*** Block opens ***

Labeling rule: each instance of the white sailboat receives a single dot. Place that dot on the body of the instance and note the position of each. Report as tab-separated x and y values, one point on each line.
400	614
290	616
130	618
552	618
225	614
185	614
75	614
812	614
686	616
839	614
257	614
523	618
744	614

*** Block closes ***

## PROBLEM TO SOLVE
The records shown above are to be copied exactly, every one of them.

## RESPONSE TO THIS EXERCISE
Labeling rule: each instance of the white sailboat receives a single dot. Place that dot on the body of the instance and note the position of each. Report as tab-separated x and y values, one point on each line.
400	614
290	616
130	618
552	618
225	614
185	614
75	614
812	614
686	616
839	614
257	614
523	618
744	614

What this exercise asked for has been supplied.